> [OBJECTIVE]:
Write out all of the following lines again, omitting the pictures. Multiply every x and y coordinate in the answer points by 1.45 and round each result to the nearest whole number, with halves rounded up.

___ ENTRIES SHOWN

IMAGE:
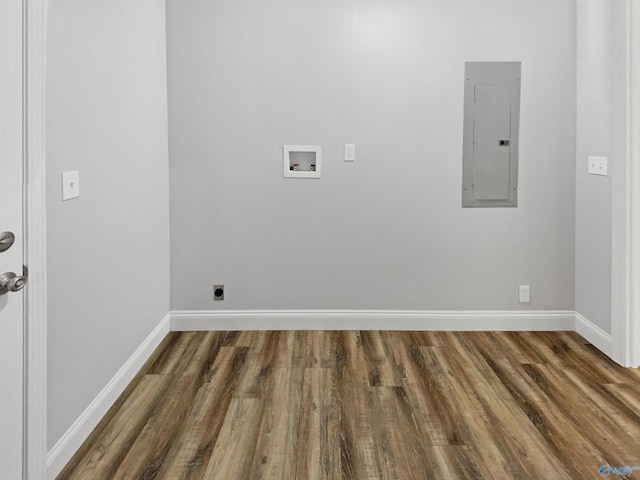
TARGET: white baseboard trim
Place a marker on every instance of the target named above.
(372, 320)
(73, 438)
(594, 334)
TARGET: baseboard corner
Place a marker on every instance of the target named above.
(64, 449)
(594, 334)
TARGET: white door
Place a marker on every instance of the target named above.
(11, 260)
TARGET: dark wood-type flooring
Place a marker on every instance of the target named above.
(369, 405)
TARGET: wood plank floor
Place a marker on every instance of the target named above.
(369, 405)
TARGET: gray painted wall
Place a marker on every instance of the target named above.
(388, 231)
(108, 251)
(594, 131)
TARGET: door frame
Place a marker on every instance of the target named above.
(35, 374)
(625, 273)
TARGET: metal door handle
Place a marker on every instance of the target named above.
(6, 240)
(10, 282)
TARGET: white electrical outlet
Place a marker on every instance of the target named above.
(349, 152)
(524, 294)
(70, 185)
(597, 166)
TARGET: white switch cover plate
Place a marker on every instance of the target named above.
(70, 185)
(349, 152)
(524, 294)
(597, 165)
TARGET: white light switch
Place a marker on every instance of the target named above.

______

> [IN RESPONSE]:
IMAGE:
TARGET: white baseboard trim
Place a marker on every instance of the target named above.
(539, 464)
(106, 635)
(861, 484)
TARGET: baseboard corner
Place a marker on every instance of the target named above.
(93, 651)
(861, 484)
TARGET: white door
Place a marker on every instance of the target named above.
(16, 377)
TARGET: dark wood-type flooring
Place a marker on every instance of the target named above.
(535, 587)
TARGET: wood plank floor
Place a marker on every instance of the target named above.
(535, 587)
TARGET: gray painted wall
Place a marker on every instance of the target named above.
(563, 335)
(157, 364)
(861, 190)
TARGET: door frame
Place a marker on every instance of the target named above.
(51, 542)
(906, 396)
TARGET: metal door handle
Place a marker on every instance of the target named above.
(9, 348)
(15, 409)
TARGET: white electrical outlet
Place a marker on every instance of the target named above.
(506, 220)
(760, 426)
(102, 268)
(866, 241)
TARGET: white switch cover plate
Place a marker on every instance of the target named above.
(102, 268)
(506, 220)
(760, 426)
(866, 239)
TARGET: white light switch
Place a marker on every instance of the target named above.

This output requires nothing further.